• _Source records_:
--

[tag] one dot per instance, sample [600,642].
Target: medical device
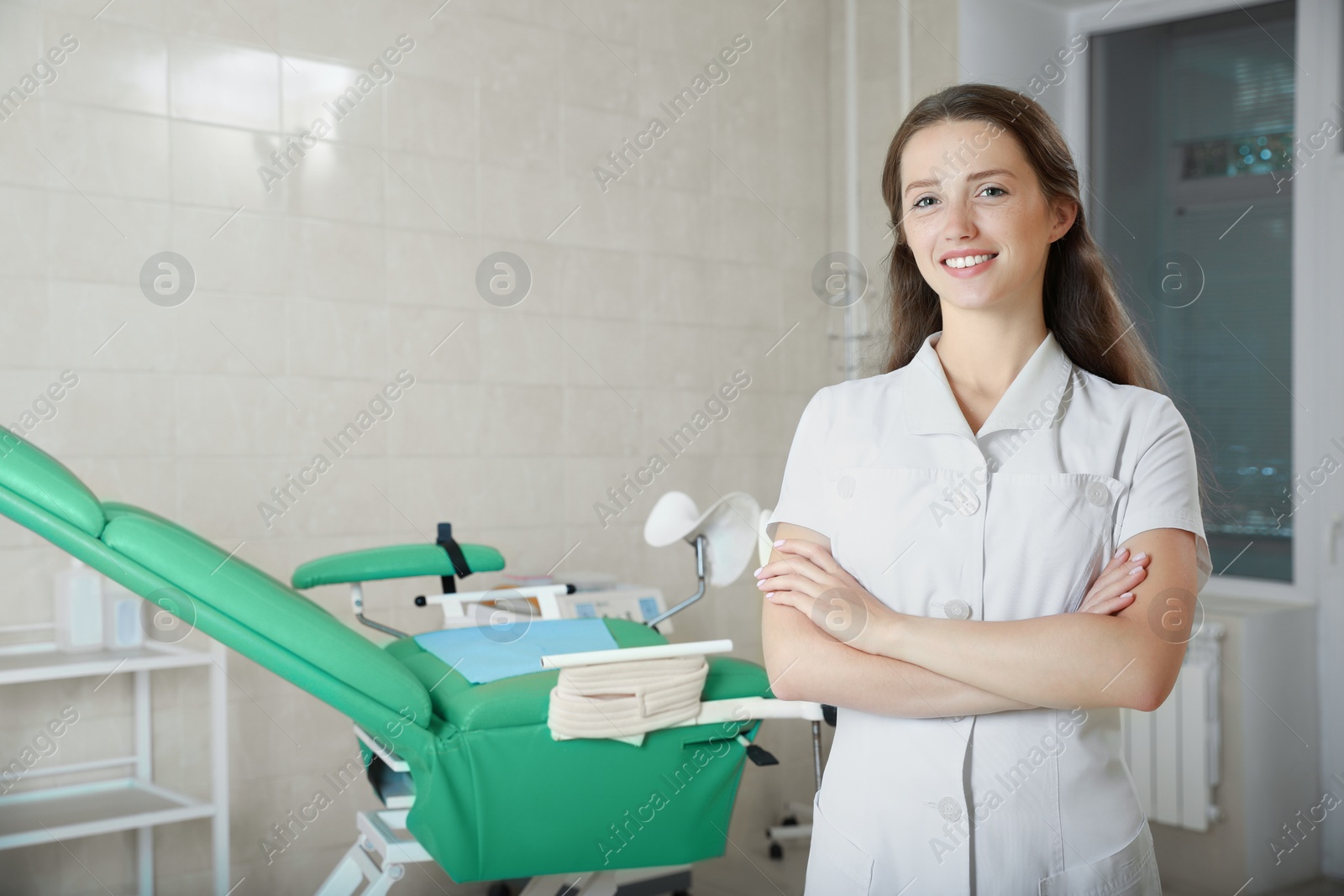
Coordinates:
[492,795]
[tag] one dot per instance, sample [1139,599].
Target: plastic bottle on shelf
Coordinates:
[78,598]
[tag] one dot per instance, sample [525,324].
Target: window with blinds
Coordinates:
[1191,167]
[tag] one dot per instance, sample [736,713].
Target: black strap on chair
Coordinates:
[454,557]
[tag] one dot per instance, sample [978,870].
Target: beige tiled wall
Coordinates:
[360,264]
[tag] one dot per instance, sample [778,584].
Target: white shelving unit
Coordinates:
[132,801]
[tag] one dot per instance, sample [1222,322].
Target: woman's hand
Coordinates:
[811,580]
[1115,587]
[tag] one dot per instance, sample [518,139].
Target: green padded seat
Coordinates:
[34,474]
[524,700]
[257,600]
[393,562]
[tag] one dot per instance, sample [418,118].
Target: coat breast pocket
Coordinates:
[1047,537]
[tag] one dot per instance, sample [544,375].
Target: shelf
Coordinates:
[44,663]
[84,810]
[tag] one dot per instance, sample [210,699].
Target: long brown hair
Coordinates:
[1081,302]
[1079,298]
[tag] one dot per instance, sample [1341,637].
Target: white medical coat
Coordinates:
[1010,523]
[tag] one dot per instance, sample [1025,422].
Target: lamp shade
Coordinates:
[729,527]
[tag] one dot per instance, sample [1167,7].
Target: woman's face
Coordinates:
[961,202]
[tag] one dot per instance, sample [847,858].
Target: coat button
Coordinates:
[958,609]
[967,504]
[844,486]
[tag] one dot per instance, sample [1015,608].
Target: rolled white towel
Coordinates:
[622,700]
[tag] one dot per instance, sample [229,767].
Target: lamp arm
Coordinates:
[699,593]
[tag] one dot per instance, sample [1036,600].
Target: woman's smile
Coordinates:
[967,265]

--

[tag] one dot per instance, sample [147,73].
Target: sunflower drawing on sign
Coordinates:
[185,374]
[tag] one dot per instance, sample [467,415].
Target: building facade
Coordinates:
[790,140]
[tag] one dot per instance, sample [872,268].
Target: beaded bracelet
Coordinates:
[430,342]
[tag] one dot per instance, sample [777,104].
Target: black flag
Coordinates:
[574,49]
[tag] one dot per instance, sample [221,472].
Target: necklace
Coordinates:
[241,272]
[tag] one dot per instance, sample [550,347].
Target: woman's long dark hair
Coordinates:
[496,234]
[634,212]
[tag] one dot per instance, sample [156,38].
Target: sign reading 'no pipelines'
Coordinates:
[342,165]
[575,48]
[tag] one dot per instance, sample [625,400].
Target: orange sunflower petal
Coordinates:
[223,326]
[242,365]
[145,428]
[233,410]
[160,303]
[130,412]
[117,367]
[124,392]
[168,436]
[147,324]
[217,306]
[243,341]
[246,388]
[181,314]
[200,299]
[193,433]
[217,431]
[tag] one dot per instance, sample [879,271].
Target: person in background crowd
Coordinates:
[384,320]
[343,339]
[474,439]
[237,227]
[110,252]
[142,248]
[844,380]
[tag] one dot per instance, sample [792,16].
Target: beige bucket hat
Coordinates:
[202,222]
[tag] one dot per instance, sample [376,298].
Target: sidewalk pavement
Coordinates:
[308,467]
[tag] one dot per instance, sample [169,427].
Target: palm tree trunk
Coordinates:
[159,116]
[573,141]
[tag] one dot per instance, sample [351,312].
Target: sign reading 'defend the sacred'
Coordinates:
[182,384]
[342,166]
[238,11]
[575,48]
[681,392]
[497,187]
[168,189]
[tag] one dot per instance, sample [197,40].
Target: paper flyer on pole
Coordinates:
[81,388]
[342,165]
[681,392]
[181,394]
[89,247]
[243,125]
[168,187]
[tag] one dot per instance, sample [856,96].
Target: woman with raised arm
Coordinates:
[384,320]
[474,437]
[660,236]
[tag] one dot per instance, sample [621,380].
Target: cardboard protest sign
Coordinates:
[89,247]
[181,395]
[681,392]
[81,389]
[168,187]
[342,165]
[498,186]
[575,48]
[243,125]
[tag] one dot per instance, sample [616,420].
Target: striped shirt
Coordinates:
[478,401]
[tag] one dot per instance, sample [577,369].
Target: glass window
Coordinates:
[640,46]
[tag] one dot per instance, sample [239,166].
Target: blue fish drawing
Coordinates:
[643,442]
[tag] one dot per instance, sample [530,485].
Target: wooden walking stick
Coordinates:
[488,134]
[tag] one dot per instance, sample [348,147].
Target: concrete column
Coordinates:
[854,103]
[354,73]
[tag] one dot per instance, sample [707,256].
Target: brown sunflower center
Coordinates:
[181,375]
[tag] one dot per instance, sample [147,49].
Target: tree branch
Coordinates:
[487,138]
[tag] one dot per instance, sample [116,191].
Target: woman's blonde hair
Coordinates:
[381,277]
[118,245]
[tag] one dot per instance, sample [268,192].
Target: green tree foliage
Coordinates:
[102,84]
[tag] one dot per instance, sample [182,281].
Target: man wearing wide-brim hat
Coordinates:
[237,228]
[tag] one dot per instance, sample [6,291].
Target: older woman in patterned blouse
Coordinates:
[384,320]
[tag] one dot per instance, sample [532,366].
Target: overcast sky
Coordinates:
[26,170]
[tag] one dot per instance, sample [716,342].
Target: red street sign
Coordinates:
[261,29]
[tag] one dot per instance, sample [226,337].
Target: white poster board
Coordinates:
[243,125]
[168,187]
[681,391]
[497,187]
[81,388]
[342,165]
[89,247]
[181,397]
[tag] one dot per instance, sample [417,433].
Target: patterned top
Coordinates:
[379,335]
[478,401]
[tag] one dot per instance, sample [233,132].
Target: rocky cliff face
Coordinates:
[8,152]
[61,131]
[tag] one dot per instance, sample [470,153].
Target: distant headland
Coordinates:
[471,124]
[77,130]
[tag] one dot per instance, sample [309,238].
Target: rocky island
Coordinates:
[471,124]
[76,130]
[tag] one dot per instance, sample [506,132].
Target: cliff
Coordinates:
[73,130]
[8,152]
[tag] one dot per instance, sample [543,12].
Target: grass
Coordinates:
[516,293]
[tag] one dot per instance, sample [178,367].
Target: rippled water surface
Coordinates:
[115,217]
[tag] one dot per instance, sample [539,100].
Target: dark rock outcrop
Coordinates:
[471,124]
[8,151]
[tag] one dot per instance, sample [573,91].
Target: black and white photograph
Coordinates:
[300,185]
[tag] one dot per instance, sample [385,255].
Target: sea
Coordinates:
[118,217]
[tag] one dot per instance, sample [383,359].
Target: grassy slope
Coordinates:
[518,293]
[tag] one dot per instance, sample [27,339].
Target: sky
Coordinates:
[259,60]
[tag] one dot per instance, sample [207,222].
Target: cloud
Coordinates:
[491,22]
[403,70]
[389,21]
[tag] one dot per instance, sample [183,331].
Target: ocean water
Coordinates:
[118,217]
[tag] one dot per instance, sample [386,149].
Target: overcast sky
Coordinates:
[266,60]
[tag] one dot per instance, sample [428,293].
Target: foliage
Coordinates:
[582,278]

--

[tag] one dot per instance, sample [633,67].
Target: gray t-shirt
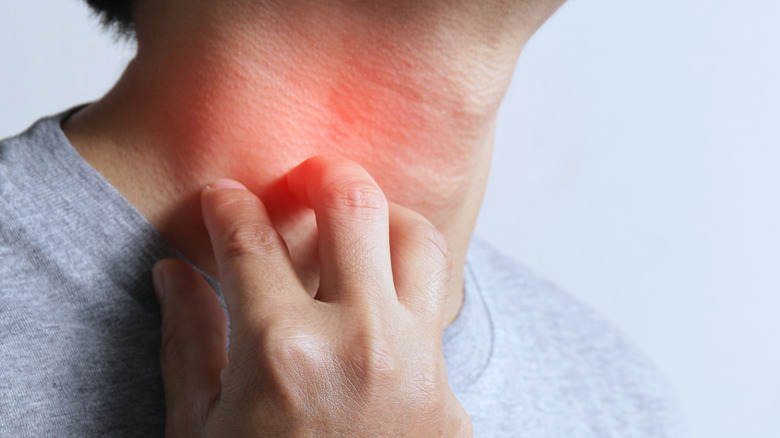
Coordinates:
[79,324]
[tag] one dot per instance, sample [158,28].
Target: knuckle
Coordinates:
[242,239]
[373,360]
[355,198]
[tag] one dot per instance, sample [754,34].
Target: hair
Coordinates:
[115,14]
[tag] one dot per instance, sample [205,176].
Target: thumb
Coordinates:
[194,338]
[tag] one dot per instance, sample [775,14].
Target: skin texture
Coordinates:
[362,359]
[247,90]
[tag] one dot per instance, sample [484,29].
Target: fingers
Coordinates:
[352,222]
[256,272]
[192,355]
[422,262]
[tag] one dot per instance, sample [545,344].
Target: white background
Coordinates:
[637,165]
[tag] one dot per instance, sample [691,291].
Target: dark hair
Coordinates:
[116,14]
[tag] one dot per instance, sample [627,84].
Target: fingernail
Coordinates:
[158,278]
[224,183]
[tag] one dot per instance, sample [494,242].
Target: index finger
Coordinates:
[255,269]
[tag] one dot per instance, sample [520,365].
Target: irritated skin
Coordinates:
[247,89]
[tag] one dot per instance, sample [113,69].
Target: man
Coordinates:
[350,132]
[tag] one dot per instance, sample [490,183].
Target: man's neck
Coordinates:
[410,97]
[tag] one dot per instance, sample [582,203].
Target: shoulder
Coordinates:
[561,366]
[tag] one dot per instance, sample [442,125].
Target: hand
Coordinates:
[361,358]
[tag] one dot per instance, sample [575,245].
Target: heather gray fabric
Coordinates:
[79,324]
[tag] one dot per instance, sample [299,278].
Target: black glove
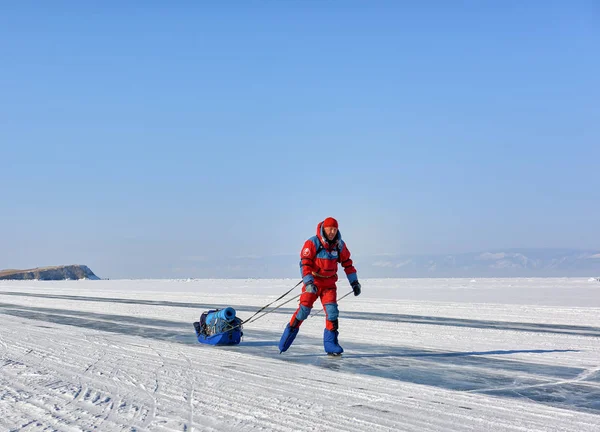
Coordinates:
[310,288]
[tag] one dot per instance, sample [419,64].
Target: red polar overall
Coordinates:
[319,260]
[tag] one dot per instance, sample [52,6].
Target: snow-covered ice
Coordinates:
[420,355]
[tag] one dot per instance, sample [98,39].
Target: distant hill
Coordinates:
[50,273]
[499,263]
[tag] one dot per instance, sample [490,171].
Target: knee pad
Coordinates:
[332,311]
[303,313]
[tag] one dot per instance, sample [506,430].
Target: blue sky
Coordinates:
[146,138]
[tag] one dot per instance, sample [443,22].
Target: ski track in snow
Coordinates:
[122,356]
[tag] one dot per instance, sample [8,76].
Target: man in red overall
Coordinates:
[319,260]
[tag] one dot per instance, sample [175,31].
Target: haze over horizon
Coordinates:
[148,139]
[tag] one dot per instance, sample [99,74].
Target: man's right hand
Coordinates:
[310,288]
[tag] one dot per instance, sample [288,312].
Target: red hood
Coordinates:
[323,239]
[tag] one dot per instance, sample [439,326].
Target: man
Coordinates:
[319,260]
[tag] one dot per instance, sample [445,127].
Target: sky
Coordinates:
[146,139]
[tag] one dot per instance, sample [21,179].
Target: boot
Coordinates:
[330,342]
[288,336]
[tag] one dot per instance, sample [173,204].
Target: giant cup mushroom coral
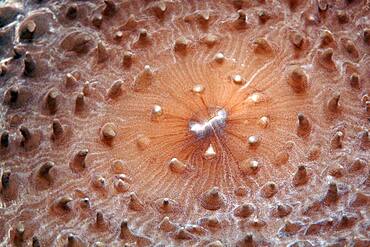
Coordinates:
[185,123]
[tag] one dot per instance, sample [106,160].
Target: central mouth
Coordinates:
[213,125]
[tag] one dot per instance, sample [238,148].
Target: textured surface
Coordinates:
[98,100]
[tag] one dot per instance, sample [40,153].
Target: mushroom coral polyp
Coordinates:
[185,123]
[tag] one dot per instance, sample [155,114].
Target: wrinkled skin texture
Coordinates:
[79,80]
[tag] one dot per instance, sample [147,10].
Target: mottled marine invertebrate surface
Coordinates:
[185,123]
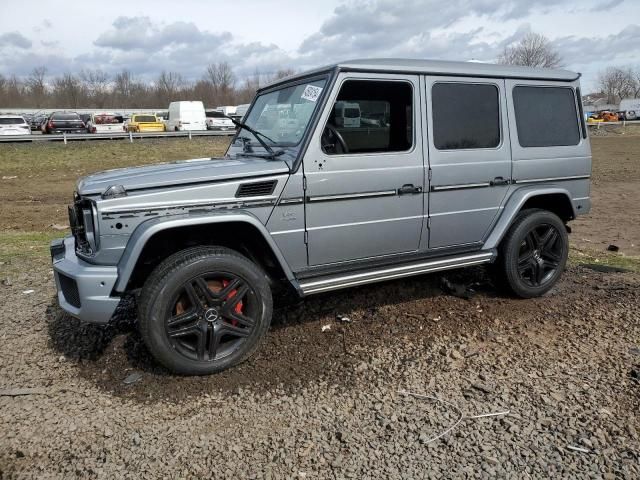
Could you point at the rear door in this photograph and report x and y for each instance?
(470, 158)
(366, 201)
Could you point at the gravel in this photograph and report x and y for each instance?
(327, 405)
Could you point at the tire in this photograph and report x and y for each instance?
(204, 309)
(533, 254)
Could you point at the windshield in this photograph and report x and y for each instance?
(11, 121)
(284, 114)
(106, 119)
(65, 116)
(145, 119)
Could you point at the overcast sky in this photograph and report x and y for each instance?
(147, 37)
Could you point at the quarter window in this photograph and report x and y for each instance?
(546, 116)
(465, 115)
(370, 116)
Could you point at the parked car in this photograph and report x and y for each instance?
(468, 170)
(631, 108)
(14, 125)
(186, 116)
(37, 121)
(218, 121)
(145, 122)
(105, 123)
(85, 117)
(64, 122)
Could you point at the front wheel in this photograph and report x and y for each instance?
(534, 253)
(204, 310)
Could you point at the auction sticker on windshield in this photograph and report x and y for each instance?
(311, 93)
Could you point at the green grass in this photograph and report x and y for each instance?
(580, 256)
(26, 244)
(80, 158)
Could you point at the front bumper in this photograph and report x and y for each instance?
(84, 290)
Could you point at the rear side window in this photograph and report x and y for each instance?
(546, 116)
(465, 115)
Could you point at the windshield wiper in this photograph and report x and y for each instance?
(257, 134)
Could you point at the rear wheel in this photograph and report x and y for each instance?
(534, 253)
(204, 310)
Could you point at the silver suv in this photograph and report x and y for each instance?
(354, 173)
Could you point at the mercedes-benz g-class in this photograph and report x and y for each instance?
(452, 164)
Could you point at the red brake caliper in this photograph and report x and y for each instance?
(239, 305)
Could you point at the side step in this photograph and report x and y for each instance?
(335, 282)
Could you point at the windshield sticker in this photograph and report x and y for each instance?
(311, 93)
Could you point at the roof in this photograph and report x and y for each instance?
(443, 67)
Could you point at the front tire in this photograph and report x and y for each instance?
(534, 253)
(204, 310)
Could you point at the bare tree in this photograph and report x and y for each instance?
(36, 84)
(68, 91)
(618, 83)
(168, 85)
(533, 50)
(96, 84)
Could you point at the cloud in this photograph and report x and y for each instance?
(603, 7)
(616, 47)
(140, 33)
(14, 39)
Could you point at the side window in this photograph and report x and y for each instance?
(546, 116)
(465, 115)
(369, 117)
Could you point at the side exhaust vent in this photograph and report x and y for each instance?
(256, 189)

--

• _GOAL_: List every line in the records above that contains the word "shelf", treating case as significant.

• _TASK RESULT_:
Target: plastic bottle on shelf
Target: shelf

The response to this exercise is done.